== WHAT TO DO ==
Those lines of the following listing which contain the string "below" should be returned.

MATERIAL FOR THIS EXERCISE Block Start

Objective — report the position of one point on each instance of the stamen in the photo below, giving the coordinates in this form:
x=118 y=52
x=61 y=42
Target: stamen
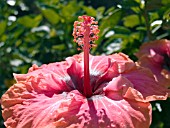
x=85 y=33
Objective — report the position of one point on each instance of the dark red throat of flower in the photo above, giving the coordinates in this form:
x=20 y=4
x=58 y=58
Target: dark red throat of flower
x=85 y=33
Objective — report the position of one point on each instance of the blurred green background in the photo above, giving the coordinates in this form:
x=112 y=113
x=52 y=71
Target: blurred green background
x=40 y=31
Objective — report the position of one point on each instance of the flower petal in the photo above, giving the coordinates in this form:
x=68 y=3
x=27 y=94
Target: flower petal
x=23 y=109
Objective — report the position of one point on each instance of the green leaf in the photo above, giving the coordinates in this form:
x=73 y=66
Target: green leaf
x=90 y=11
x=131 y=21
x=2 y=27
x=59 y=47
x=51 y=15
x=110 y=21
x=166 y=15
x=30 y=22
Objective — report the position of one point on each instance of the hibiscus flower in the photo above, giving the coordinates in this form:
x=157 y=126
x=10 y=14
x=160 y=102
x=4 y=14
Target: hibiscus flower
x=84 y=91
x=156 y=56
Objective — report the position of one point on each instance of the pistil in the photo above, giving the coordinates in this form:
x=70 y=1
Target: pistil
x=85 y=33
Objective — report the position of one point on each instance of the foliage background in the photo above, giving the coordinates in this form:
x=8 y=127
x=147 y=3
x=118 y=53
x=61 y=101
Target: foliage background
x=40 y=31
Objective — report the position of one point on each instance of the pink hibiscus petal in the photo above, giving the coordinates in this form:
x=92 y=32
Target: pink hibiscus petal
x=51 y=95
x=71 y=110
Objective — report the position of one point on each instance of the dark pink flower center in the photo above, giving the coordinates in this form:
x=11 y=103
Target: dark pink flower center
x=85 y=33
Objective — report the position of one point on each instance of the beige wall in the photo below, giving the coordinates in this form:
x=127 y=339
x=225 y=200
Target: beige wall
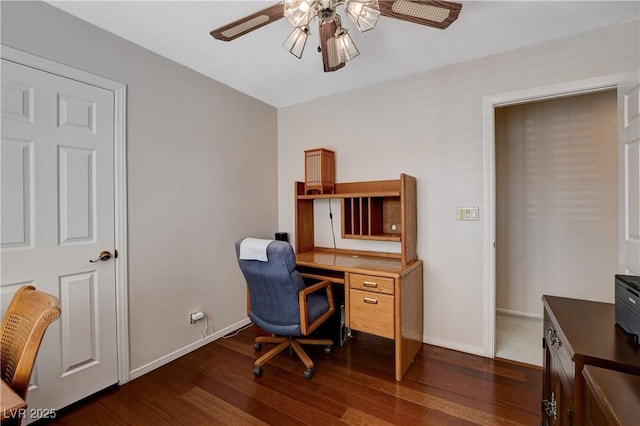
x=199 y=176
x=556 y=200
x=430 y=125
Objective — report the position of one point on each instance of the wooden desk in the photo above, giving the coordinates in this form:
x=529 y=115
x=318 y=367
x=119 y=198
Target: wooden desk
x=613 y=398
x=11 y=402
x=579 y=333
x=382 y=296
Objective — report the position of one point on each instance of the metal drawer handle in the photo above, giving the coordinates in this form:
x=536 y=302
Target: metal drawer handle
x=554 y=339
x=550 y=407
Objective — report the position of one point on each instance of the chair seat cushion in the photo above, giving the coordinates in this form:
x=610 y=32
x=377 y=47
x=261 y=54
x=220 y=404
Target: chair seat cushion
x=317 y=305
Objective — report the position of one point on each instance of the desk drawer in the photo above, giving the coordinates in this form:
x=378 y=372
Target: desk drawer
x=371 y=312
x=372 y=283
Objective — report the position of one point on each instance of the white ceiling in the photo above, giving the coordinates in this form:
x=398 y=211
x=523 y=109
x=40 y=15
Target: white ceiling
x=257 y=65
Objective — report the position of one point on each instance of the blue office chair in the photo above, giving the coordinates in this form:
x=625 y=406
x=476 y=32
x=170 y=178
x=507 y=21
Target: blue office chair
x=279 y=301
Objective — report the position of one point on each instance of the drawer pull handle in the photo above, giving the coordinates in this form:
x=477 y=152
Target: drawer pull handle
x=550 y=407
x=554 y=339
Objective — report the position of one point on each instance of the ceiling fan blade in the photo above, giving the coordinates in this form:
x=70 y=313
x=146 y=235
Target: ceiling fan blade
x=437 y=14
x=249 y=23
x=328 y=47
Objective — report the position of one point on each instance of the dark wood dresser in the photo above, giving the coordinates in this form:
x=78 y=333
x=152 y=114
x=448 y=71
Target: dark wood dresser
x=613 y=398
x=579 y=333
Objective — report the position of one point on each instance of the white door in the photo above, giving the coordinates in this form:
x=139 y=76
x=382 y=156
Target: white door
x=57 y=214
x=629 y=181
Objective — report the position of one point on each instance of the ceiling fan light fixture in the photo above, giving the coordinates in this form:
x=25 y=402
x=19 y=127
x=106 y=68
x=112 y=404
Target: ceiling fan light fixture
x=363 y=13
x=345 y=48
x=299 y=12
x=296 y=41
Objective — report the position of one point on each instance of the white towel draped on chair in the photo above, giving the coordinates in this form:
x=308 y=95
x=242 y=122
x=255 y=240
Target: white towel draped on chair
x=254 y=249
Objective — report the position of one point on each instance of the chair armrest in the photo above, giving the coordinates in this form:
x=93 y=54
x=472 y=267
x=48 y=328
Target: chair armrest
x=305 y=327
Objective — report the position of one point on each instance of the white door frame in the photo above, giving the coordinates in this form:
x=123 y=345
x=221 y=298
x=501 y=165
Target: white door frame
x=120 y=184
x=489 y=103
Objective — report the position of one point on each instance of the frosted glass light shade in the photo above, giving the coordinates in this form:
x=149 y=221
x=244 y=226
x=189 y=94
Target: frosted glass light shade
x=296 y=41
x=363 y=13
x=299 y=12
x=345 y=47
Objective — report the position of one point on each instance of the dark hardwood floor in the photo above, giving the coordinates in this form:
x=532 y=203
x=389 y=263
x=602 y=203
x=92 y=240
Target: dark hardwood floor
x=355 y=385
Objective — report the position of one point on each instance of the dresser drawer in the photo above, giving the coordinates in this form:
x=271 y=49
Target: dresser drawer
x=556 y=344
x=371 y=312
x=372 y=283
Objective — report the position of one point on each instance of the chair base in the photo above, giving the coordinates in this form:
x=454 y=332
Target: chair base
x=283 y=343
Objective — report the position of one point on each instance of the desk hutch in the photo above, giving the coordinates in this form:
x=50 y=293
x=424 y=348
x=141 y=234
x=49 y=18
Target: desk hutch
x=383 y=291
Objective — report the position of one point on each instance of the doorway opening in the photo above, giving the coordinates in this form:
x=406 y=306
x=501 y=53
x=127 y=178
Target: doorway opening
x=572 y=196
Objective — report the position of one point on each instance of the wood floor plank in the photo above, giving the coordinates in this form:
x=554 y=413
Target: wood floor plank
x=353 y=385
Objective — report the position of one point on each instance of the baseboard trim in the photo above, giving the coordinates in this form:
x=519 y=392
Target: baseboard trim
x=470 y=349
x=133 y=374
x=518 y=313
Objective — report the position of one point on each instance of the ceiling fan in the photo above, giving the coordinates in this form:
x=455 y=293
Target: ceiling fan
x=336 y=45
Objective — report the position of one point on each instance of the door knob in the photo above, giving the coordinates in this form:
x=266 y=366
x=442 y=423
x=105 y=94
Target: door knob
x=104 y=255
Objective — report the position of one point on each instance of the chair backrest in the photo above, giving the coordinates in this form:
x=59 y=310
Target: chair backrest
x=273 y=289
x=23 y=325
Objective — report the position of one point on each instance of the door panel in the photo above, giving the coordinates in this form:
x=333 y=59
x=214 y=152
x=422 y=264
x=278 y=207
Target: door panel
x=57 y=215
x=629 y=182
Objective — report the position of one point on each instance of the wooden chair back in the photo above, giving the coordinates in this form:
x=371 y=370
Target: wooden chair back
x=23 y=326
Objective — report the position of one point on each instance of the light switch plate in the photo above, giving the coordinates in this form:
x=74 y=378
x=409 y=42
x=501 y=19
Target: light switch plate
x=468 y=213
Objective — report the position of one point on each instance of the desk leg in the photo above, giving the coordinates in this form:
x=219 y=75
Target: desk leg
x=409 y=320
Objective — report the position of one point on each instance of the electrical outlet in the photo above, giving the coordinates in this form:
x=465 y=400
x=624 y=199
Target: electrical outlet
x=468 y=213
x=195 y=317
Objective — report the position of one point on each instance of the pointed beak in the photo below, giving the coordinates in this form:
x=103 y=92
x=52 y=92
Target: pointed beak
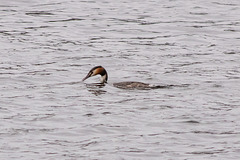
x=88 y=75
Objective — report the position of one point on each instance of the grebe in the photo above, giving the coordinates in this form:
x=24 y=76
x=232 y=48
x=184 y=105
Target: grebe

MATERIAL FOR THIS EXERCISE Block End

== EXERCISE RESPONSE ==
Objective — report the position of one point on each instance of the stamen in the photo below, giving the coordinates in this form:
Objective — report the position of one point on each instance of the beige wall in the photo below, giving the coordinates in this form:
Objective — report the position of one point on each instance of the pointed beak in the photo below, giving the coordinates in this form:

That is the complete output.